## WHAT THIS TASK INVOLVES:
Starting from the line that contains "the white ceramic", reproduce each line exactly through the end of the material, and include no other lines.
+ + +
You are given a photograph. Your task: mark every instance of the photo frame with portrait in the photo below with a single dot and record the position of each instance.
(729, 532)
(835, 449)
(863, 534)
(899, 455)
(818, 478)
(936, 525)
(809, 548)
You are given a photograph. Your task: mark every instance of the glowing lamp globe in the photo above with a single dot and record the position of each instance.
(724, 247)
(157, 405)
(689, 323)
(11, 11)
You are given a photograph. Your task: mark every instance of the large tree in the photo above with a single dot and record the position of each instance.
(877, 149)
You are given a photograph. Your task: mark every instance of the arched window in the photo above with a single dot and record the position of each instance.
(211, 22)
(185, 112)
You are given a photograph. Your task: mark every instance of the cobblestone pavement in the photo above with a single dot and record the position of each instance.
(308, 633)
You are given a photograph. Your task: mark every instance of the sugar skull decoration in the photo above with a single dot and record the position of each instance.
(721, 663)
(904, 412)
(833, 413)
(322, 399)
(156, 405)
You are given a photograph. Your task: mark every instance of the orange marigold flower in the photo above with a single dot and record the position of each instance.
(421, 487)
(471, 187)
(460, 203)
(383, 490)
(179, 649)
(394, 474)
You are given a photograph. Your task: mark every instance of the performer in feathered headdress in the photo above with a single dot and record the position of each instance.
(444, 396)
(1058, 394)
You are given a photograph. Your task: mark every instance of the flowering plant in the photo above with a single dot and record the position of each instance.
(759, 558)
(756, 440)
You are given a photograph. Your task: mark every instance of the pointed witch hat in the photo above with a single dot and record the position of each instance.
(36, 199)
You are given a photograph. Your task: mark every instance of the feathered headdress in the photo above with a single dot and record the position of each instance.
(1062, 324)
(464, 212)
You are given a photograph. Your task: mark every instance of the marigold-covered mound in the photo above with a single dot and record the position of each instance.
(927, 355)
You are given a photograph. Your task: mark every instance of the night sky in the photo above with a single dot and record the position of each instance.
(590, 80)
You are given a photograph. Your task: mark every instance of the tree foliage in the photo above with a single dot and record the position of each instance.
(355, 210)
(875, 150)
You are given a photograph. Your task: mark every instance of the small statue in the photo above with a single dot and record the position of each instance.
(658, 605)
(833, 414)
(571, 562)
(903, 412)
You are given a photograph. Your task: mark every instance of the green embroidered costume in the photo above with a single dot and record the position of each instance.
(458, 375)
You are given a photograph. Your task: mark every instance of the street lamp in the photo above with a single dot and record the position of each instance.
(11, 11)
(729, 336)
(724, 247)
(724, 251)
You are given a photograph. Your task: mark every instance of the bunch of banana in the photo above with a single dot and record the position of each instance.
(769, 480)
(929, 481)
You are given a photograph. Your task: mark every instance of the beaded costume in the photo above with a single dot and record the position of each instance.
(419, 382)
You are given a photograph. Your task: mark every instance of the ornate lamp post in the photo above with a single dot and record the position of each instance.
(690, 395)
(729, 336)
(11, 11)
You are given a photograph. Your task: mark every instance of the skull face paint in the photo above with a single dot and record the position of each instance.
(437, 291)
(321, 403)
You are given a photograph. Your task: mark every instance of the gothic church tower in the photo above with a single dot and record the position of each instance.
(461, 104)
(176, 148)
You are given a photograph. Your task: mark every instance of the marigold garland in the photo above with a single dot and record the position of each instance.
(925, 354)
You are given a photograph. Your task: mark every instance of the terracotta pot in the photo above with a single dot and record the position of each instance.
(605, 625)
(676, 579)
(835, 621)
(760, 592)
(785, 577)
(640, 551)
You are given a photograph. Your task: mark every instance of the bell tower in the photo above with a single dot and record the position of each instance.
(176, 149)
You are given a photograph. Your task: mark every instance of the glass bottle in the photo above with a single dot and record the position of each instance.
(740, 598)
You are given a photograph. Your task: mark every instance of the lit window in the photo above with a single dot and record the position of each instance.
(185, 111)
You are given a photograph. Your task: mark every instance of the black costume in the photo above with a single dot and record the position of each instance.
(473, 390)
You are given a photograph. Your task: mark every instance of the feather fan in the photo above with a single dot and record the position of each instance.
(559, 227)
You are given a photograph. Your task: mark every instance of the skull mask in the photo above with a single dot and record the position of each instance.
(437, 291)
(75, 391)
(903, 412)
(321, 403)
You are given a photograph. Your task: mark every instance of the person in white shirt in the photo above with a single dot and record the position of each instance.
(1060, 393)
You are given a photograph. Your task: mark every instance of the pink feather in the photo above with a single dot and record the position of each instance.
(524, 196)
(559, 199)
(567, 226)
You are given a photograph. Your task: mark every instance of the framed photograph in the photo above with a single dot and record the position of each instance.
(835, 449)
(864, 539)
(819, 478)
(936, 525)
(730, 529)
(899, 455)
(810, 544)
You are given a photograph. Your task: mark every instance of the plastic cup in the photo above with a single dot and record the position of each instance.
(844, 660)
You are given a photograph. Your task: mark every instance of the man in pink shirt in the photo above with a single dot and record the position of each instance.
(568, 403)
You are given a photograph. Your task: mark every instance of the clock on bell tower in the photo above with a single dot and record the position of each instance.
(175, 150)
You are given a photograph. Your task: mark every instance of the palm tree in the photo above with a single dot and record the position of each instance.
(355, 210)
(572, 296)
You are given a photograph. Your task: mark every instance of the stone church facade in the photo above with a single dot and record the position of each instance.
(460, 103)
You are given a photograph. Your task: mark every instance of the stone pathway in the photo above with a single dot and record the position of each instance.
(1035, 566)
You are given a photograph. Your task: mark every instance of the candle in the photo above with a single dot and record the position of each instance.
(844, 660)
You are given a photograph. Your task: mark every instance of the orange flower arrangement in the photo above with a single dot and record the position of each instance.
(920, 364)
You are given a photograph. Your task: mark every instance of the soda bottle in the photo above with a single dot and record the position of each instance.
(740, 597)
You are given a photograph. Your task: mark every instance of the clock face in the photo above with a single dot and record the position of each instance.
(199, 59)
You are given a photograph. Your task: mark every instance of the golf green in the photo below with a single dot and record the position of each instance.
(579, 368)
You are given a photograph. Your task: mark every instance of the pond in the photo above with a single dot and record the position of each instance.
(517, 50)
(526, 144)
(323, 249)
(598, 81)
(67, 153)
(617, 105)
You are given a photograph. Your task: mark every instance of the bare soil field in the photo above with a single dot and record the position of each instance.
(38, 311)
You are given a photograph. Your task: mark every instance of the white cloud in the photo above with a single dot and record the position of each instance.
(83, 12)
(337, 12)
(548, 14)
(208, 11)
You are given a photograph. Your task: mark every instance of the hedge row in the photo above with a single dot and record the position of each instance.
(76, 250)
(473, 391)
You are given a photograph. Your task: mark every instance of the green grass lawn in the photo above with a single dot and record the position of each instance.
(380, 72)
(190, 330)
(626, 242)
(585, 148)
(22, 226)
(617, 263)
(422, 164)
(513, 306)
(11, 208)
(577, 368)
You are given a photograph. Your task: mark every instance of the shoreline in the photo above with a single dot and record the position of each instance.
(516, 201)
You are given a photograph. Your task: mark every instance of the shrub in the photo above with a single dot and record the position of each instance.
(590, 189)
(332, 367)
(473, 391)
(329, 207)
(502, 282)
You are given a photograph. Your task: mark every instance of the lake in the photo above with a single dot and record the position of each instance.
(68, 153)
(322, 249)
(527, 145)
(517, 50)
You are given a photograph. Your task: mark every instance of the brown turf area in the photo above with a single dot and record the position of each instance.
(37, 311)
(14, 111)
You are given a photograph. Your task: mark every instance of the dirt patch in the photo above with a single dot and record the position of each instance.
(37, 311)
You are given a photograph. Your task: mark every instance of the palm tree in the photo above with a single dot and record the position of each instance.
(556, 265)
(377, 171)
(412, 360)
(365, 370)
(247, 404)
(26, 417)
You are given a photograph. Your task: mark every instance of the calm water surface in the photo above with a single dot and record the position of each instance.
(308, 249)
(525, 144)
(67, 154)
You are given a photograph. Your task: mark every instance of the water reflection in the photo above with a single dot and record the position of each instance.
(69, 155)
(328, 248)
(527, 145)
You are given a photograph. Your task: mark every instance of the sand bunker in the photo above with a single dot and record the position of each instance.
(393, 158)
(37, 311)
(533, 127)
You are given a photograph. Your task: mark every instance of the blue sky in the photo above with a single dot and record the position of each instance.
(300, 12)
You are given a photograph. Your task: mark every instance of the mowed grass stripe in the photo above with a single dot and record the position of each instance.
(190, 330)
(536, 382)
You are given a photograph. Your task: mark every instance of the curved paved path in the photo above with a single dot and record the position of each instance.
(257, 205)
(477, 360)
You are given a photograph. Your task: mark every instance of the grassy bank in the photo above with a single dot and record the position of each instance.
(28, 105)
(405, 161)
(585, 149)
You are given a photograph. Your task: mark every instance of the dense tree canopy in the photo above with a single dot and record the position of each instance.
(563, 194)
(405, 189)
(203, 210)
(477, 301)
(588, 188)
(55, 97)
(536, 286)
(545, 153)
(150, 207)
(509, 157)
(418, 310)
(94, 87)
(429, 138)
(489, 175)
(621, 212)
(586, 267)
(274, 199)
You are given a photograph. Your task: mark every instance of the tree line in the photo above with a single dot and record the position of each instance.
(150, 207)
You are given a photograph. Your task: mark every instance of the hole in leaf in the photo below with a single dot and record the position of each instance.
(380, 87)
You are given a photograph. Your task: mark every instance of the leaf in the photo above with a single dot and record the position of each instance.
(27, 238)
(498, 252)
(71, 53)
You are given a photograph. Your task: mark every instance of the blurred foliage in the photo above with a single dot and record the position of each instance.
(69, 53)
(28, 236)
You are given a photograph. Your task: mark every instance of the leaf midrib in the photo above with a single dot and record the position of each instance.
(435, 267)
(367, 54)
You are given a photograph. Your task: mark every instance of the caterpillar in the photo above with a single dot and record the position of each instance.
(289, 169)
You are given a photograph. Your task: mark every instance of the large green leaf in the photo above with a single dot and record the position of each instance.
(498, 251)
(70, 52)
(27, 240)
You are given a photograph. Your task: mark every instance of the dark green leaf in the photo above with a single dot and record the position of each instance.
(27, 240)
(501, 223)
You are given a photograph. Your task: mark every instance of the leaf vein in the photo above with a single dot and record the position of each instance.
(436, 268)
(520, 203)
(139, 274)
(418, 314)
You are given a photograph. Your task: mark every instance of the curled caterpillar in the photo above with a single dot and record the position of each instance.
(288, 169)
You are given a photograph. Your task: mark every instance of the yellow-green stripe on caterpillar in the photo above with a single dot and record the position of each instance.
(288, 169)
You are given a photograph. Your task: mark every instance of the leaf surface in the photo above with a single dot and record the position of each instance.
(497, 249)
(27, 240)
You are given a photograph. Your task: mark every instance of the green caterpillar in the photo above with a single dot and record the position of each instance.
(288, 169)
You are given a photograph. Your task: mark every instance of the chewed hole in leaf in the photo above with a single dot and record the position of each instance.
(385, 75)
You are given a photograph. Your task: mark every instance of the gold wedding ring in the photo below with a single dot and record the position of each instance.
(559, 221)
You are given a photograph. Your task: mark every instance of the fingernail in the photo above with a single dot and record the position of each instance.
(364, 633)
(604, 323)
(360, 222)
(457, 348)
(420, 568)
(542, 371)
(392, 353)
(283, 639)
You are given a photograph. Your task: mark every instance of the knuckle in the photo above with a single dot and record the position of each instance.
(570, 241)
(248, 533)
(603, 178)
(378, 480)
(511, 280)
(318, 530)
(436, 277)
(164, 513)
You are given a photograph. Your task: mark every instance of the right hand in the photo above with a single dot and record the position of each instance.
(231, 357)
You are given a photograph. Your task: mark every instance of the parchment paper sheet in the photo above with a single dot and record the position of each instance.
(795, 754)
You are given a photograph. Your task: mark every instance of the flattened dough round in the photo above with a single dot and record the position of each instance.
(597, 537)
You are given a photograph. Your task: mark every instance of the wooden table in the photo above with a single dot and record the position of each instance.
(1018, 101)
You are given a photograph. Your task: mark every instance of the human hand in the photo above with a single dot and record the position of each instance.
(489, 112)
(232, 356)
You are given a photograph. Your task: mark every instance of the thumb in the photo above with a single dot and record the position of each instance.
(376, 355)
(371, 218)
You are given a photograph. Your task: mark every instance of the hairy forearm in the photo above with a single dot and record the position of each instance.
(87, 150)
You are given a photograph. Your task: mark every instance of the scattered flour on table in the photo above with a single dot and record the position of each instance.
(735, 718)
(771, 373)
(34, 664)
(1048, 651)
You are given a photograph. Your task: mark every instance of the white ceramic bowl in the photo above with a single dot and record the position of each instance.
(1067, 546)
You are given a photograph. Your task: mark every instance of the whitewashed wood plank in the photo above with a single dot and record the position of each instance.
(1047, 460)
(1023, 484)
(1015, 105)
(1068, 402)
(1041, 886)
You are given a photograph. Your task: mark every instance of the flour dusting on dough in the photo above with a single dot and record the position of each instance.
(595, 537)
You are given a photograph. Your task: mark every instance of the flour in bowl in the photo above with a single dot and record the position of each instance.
+ + +
## WORKED SOLUTION:
You are given a photograph. Your task: mark every instance of the white ceramic bowl in the photo above with a single dot and record the position of each instance.
(1067, 546)
You are given a photograph. Your task: mark every instance of the whitewashed wood plank in the photo above with a single dot and record the position of each instance.
(1047, 460)
(1023, 484)
(1015, 105)
(1068, 402)
(1041, 886)
You are given a photograph. Your task: mark every instance of the flour dusting on dough in the photo above with a single dot and record the position of each instance.
(595, 537)
You are given a photograph. Your task: mark every instance of the flour in bowl in the photo above with a single dot and record the position of each instance.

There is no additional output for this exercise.